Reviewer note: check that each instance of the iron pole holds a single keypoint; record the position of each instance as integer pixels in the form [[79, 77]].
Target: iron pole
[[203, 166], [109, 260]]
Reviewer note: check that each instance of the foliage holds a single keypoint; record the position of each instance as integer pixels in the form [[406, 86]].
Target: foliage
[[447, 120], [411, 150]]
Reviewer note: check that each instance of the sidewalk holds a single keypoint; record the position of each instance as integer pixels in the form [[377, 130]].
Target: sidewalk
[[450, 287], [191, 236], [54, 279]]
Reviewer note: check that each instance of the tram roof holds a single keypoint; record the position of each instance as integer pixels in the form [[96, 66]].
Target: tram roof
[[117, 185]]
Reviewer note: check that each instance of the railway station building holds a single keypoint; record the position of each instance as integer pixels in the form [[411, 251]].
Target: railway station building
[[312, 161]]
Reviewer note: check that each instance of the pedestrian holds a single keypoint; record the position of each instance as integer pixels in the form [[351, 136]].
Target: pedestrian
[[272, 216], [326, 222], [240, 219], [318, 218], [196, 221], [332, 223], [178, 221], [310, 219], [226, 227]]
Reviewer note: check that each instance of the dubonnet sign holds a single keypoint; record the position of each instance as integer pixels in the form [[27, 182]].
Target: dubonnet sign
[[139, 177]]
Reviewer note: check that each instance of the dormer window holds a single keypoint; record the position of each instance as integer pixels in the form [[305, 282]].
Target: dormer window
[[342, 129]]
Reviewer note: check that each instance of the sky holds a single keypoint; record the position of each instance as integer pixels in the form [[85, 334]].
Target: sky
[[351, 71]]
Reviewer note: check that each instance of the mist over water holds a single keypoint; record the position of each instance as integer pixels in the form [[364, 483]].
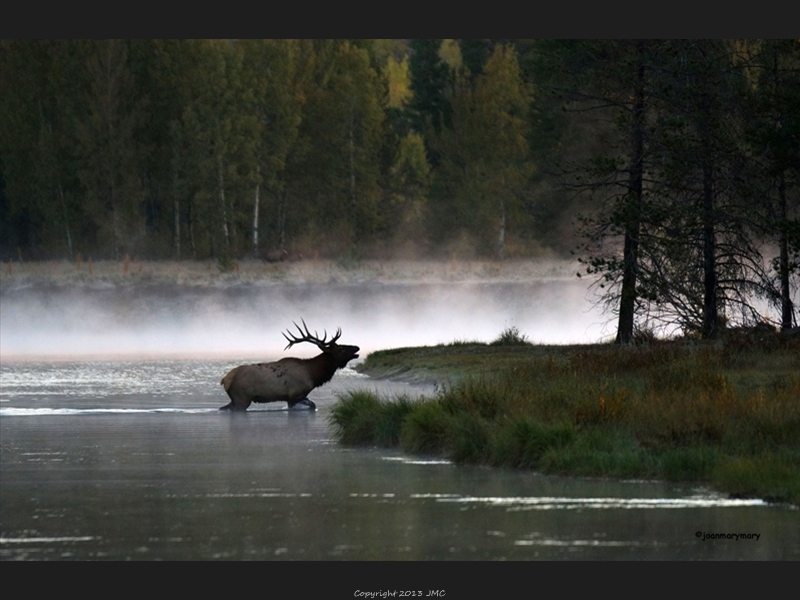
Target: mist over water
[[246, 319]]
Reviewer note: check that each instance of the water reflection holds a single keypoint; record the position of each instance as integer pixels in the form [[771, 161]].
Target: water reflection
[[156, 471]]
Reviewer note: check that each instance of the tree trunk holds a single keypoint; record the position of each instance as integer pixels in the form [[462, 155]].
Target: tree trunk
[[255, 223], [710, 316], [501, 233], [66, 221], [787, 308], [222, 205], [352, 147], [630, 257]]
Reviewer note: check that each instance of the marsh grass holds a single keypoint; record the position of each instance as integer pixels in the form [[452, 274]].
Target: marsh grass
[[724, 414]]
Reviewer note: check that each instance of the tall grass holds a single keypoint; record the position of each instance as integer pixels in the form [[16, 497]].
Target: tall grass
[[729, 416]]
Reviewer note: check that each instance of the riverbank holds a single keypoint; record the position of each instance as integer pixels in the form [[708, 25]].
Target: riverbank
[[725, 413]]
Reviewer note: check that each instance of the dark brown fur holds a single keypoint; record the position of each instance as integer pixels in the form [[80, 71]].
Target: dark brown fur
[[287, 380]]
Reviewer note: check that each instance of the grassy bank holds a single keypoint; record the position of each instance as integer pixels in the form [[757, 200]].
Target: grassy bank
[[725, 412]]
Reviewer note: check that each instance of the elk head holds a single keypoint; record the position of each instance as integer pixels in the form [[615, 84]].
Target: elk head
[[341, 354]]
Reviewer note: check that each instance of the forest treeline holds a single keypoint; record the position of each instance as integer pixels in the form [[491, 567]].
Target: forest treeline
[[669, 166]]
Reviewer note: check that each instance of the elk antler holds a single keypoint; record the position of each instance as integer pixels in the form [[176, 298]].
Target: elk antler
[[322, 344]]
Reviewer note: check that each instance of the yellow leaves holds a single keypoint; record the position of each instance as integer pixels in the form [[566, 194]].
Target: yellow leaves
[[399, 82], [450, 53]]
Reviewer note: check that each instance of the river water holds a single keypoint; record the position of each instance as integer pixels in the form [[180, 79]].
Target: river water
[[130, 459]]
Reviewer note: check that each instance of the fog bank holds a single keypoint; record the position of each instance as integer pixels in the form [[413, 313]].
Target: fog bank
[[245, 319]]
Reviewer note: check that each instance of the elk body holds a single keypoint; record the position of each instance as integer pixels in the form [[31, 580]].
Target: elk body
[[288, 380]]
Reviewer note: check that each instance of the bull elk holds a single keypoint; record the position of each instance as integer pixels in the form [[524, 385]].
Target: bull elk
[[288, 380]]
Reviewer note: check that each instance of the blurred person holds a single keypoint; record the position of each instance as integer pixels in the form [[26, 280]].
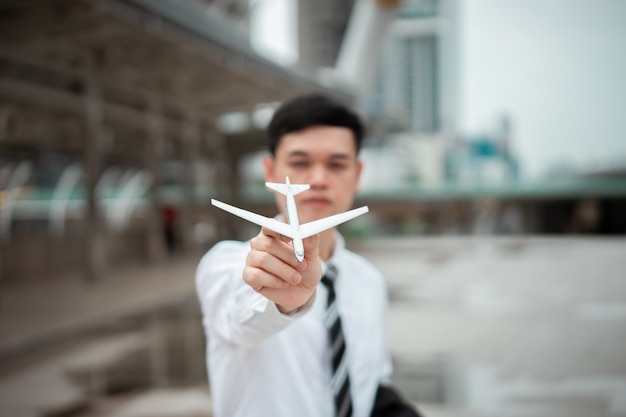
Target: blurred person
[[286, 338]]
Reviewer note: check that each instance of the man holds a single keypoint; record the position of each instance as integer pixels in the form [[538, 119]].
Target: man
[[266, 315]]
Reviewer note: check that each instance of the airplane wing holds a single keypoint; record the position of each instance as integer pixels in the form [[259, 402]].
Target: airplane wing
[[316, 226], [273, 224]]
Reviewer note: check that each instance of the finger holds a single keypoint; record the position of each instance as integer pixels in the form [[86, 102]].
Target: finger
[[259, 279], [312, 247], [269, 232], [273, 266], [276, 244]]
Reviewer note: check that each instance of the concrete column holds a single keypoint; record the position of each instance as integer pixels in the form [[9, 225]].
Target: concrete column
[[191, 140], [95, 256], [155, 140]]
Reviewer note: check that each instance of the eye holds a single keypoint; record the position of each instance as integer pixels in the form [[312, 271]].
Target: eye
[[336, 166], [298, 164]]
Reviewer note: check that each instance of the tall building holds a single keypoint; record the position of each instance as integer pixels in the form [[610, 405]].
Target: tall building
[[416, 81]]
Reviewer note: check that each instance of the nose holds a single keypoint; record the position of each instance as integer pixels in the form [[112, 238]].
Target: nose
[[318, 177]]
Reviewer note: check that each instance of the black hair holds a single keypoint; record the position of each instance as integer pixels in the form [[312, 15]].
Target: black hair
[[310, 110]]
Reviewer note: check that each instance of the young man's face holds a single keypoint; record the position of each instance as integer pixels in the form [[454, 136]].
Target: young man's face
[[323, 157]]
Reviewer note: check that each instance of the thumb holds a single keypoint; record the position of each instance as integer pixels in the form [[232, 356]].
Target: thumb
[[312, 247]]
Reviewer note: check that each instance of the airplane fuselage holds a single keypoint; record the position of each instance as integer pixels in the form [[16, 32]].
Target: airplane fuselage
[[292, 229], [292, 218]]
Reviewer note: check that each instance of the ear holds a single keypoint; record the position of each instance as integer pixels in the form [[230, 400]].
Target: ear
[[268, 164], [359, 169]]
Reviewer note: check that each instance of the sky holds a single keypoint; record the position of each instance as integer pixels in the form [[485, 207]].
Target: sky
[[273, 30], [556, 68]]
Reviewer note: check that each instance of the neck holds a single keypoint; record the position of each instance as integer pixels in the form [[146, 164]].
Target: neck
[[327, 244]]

**Assignment**
Every line of the material should be repeated precisely; pictures are to be excluded.

**Task output**
Reviewer note: check that each instance of the iron pole holds a single keypoint; record the position of each instance as integer pixels in the form [[79, 77]].
Target: iron pole
[[203, 166], [109, 260]]
Reviewer note: check that each instance of the foliage holds a single keypoint; record the position of each instance as integer pixels in the form [[406, 86]].
Target: foliage
[[447, 120], [411, 150]]
Reviewer note: check that each instance of the sidewalk holds a single keypoint; record the position of each instance as integer pixels in the form [[377, 130]].
Target: sidewalk
[[450, 287], [191, 236], [54, 279]]
Reviewer note: check that each instance of the tram roof holds a single keypoint; record the position of each instance as integer pixels in the form [[96, 66]].
Target: tram roof
[[117, 185]]
Reviewer note: check that each instance of the railway station building holds a single keypoint; record the position of each instance as integer pixels in the form [[411, 251]].
Target: railway station building
[[312, 161]]
Reviewer note: check that each instance of the pedestrian holds a single keypoint; record the position of each instance as integer pixels in the form [[351, 136]].
Target: pedestrian
[[272, 216], [326, 222], [240, 219], [318, 218], [196, 221], [332, 223], [178, 221], [310, 219], [226, 227]]
Reviewer note: check that each instance of the dubonnet sign holds a single keypoint; record the position of each instance as integer pixels in the form [[27, 182]].
Target: dubonnet sign
[[139, 177]]
Reviewer note: check that each instance of the dormer window holds a single keypoint; record the position of each instance as integer pixels in the form [[305, 282]].
Target: dormer window
[[342, 129]]
Reviewer note: check that each instance of the sky holds a single keypoint; record the position of each instance as integer pixels in the form [[85, 334]].
Target: sky
[[351, 71]]
Reviewer note: check that each instance of the mist over water holds a single keypoint; record the position of each instance as integer pixels in the form [[364, 483]].
Target: mist over water
[[246, 319]]
Reviewer note: check that each instance of the water reflection holds a single keypoint; record the position of each instance as integer pixels in the form [[771, 161]].
Target: water reflection
[[156, 471]]
Reviewer note: check that each instance of the tree trunk holds a single keypoint; record the position of each instance as integer pixels in the form [[462, 155]].
Target: tree trunk
[[255, 223], [710, 316], [501, 233], [66, 221], [787, 308], [222, 205], [352, 147], [630, 257]]
Reviewer note: check that each instance of the marsh grass holds a single keypoint; record the position of each instance as integer pixels in the form [[452, 274]].
Target: marsh grass
[[724, 414]]
Reviewer note: check that each instance of the tall grass holds a single keypoint; record the position of each instance as integer pixels in the form [[16, 497]].
Target: tall grass
[[729, 416]]
Reviewer note: check that each instance of the riverbank holds a single keypoint; record the position of each instance as integer pixels in the form [[708, 25]].
Target: riverbank
[[725, 413]]
Reviewer note: check that each instance of the dark brown fur holds a single keypoint; record the position of each instance as integer pixels in the form [[80, 71]].
Target: dark brown fur
[[287, 380]]
Reviewer note: check that each instance of the grassy bank holds a single keypoint; record the position of each instance as integer pixels in the form [[757, 200]].
Target: grassy bank
[[725, 412]]
Reviewer note: check that each instance of the elk head holds a single keypoint; record the position of each instance as integer pixels in the form [[615, 84]].
Target: elk head
[[341, 354]]
Reviewer note: check that each instance of the forest treeline holds a single keypoint; record the position of each instance as integer pixels in the form [[491, 567]].
Target: forest treeline
[[669, 166]]
Reviewer note: check that each instance of the elk antler holds a single keypoint; record the position of each instance as integer pixels in the form [[176, 298]].
Target: elk antler
[[322, 344]]
Reviewer note: check that each instance of the yellow leaves holds a single keypoint; record the position of each instance as integer pixels in the form [[566, 194]].
Target: yellow leaves
[[399, 82], [450, 53]]
Reviewer note: check that each instance of the river water holds a single keypoint; record the position of each instance as integer pixels in the form [[180, 79]].
Target: river water
[[130, 459]]
Reviewer note: check that each instance of the fog bank holds a single keypoint; record the position of each instance as integer pixels in the form [[413, 313]].
Target: fog bank
[[245, 319]]
Reviewer note: check that each instance of the elk body holds a single keypoint; record the position of each instance as integer pixels in the form [[31, 580]].
Target: elk body
[[288, 380]]
Reviewer note: check that each instance of the bull elk holds a single keypoint; record the position of each instance as integer pixels in the form [[524, 385]].
Target: bull elk
[[288, 380]]
Reviewer note: check that each instance of the blurred person holds a single keypoint; record the position of each instance as integer pixels in the form [[26, 280]].
Target: blurred person
[[286, 338]]
Reviewer note: check that each instance of the man holds a single keypoint; record the position of each instance as integer pixels in the form [[538, 119]].
Target: man
[[266, 315]]
Reviewer note: check that each instance of the airplane wing holds a single keypoint; record the position of each instance as integer pixels in the form [[259, 402]].
Target: airplane wing
[[316, 226], [273, 224]]
Reviewer note: check that each instance of the finger holds a single keypoint; record the position of each instance as integer pixels in the form [[86, 102]].
Target: finger
[[259, 279], [312, 247], [269, 232], [273, 266], [276, 244]]
Reviewer note: check that each instance of the concrete column holds a single keypoint; record the position of each instance as integer pixels in the form [[9, 225]].
Target: concrete column
[[191, 140], [95, 256], [155, 140]]
Reviewer note: check that each instance of the eye holds a single keypoint; record the position of each instance as integer pixels in the form [[312, 271]].
Target: eye
[[336, 166], [298, 164]]
Reviewer note: check that each instance of the tall building holds a single keypoint; record the position of each instance as integer pixels in the form [[610, 405]].
Target: tall building
[[416, 81]]
Reviewer note: check that each instance of the nose holds a single keypoint; record the position of each instance as integer pixels in the form [[112, 238]].
Target: nose
[[318, 177]]
Reviewer note: check that each instance of the black hair holds a single keypoint; record the position of each instance as integer pixels in the form [[312, 15]].
Target: black hair
[[310, 110]]
Reviewer note: check that each instance of the young man's face holds a single keypoint; record the position of each instance as integer pixels in the form [[454, 136]].
Target: young man's face
[[323, 157]]
Reviewer note: check that each instance of the thumb holds a single keypoint; record the position of each instance as integer pixels in the form [[232, 356]].
Target: thumb
[[312, 247]]
Reviewer note: check that each instance of the airplane fuselage holds a single keypoint; record the position of each instance as integer pixels in the form [[16, 32]].
Target: airplane fuselage
[[292, 229], [292, 218]]
Reviewer note: check that each instance of the ear holds a single keypoint; record the position of each instance as integer pixels in the form [[230, 400]].
Target: ear
[[268, 164], [359, 169]]
Reviewer note: check that each instance of the sky holds a single keypoint; record the position of each instance as integer pixels in the form [[485, 207]].
Target: sky
[[273, 30], [556, 68]]
Reviewer note: check that each instance of the neck holds a single keypoint; record the position of each instance as integer pixels in the form [[146, 164]].
Target: neck
[[327, 244]]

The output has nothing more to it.